Input data -
● ● ● ●
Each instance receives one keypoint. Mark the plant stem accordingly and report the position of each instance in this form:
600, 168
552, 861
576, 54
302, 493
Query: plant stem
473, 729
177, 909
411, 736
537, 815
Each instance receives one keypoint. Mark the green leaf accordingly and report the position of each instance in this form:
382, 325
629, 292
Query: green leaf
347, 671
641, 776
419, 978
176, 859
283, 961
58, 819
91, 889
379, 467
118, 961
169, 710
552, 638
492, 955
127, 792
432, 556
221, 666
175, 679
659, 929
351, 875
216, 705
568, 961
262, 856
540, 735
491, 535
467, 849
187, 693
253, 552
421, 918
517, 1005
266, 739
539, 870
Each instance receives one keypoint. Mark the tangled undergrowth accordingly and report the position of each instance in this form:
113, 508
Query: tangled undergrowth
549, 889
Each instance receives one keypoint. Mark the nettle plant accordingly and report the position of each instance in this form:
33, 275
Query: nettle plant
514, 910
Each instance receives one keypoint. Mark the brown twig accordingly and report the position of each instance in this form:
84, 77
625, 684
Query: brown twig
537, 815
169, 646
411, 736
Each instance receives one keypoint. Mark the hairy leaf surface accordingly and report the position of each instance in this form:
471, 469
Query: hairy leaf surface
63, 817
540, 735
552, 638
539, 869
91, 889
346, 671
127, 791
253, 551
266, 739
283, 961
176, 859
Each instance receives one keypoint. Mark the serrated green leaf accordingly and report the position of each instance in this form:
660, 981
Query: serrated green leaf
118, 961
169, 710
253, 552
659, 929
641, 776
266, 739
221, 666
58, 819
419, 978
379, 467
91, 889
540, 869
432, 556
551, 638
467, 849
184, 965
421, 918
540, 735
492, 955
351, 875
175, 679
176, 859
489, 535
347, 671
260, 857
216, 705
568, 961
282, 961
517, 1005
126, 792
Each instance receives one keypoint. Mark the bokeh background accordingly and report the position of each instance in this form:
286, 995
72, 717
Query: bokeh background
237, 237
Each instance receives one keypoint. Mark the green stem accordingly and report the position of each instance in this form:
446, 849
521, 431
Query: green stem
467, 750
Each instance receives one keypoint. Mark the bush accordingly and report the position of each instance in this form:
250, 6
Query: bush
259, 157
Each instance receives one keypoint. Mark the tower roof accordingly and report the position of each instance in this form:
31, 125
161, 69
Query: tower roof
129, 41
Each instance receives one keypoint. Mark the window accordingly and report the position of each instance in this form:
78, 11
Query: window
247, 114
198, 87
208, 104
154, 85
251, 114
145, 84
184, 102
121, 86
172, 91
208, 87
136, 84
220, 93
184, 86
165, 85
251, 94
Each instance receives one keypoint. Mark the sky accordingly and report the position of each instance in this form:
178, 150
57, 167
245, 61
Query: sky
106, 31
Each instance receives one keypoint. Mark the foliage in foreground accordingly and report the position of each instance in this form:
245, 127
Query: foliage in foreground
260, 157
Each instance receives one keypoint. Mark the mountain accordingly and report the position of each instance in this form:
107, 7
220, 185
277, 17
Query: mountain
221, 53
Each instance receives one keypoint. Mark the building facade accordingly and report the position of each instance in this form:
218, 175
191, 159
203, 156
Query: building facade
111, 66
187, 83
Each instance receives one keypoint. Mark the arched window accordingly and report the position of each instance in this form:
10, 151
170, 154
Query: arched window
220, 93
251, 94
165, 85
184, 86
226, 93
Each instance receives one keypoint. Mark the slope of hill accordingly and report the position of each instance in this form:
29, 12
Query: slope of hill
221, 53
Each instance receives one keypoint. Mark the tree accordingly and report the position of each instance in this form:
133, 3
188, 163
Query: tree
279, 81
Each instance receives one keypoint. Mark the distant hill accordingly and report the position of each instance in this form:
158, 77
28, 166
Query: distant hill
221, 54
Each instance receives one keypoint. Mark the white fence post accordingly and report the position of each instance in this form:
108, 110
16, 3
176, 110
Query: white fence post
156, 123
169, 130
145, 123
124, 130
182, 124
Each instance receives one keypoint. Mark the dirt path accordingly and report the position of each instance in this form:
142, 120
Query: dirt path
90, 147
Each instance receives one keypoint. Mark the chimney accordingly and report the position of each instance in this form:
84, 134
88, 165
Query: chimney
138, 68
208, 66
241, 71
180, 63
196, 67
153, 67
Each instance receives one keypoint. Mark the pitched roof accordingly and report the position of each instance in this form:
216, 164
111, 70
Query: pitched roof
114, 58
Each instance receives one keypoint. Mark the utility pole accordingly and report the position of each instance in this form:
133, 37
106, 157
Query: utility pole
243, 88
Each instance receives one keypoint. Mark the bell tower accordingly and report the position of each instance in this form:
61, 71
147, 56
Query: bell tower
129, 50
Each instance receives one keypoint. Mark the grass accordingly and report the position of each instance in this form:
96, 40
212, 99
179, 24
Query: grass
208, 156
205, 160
● ● ● ●
What the task asks - Retype the entire listing exactly.

Output for this exercise -
Each instance receives one keypoint. Mark the plant stem accordingly and report the position of each instance in this form:
600, 168
552, 861
576, 54
302, 493
Query: plant stem
473, 729
177, 909
411, 736
537, 815
Each instance receives one keypoint. Mark the green leaf accordingly and report the position of each instance in this form:
382, 325
629, 292
Query: green leaf
347, 671
641, 776
419, 978
176, 859
283, 961
58, 819
91, 889
379, 467
118, 961
169, 710
552, 638
492, 955
127, 792
432, 556
221, 666
175, 679
659, 929
351, 875
216, 705
568, 961
262, 856
540, 735
491, 535
467, 849
187, 693
253, 552
421, 918
517, 1005
266, 739
539, 870
Each instance receives one keypoint. Mark the tangled undergrowth accordingly and report the position of each instance in this form:
113, 508
Query: tangled undergrowth
549, 889
Each instance receives one keypoint. Mark the nettle plant accordingly and report the position of each instance in this form:
33, 275
Query: nettle plant
514, 910
Each instance receives one keypoint. Mark the brown twig accordingly and report the position of each instance in this form:
84, 77
625, 684
Query: brown twig
537, 815
169, 646
411, 736
Each instance receives one keypoint. Mark the hairy leaf surface accordingly and report the position of each instance in this form:
471, 469
Query: hairy leaf surface
63, 817
540, 735
552, 638
539, 869
91, 889
346, 671
127, 791
253, 551
266, 739
283, 961
176, 859
Each instance receives one keypoint. Mark the serrated green leaf accordingly and report the position of each instance in this form:
660, 981
Query: serrated green leaf
118, 961
169, 710
253, 552
659, 929
641, 776
266, 739
221, 666
58, 819
419, 978
379, 467
91, 889
540, 869
432, 556
551, 638
467, 849
184, 965
421, 918
540, 735
492, 955
351, 875
175, 679
176, 859
489, 535
347, 671
260, 857
216, 705
568, 961
282, 961
517, 1005
126, 792
Each instance receives one keypoint. Mark the bokeh background accordingly and report the position of each instance in this form:
286, 995
72, 717
Query: bokeh background
237, 237
Each instance receives one keypoint. Mark the green stem accordingly and report the position of each instance in this form:
446, 849
521, 431
Query: green stem
467, 750
Each instance receives one keypoint. Mark the bush accordingly and report the position of each instance in this form:
250, 6
Query: bush
259, 157
Each instance receives one keypoint. Mark the tower roof accordingly and report the position of each instance in this form:
31, 125
161, 69
Query: tower roof
129, 41
Each instance receives one keypoint. Mark the window accordingly and report the position of each instance in this form:
78, 11
Query: window
247, 114
198, 87
208, 104
154, 85
251, 114
145, 84
184, 102
121, 86
172, 91
208, 87
136, 84
220, 93
184, 86
165, 85
251, 94
Each instance receives one keypoint. Mark the sky accordingly and report the position of each instance in this form:
178, 150
57, 167
245, 61
Query: sky
106, 31
Each instance receives one keypoint. Mark the foliage in foreground accordingly and report the position of each instance in this form:
245, 127
Query: foliage in foreground
260, 157
Each instance receives one keypoint. Mark the mountain accordingly and report the position of each instance in this form:
107, 7
220, 185
277, 17
Query: mountain
221, 53
Each instance receives one keypoint. Mark the building facade accordingly and report the position of each instance in this form:
218, 175
191, 159
203, 156
Query: building facade
111, 66
187, 83
Each instance receives one keypoint. Mark the arched window accordingly and report the position of each instance in this form:
10, 151
170, 154
Query: arched window
220, 93
251, 94
165, 85
184, 86
226, 93
Each instance receives one keypoint. Mark the slope of hill accordingly and report the position of each instance in this form:
29, 12
Query: slope of hill
221, 53
Each instance receives one keypoint. Mark the tree accordingly and report the position of each instance in this form:
133, 3
188, 163
Query: tree
279, 81
Each instance receives one keypoint. Mark the distant hill accordingly and report the position of each instance in this form:
158, 77
28, 166
Query: distant hill
221, 54
Each instance receives one keypoint. Mark the white fence post accordingly and report the position of each instance in this form:
108, 110
16, 3
176, 110
Query: white fence post
156, 123
169, 130
145, 123
124, 130
182, 124
Each instance receives one keypoint. Mark the dirt path accordingly and report the position of each instance in this form:
142, 120
Query: dirt path
90, 147
Each instance receives one keypoint. Mark the chimney accordingly and report the position of each instance in this form:
84, 134
88, 165
Query: chimney
138, 68
208, 66
241, 71
180, 63
196, 67
153, 67
Each instance receives one keypoint. Mark the pitched roof accordingly and report the position of each instance in this form:
216, 164
111, 70
Query: pitched roof
114, 58
Each instance receives one keypoint. Mark the utility pole accordingly and report the position of each instance in this form:
133, 37
106, 157
Query: utility pole
243, 88
Each instance receives one keypoint. Mark the bell tower accordingly and report the position of each instance in this form:
61, 71
147, 56
Query: bell tower
129, 50
Each instance receives one keypoint. Mark the grass accordingly and report the position of each instance in this form:
96, 40
212, 99
179, 24
Query: grass
208, 156
205, 160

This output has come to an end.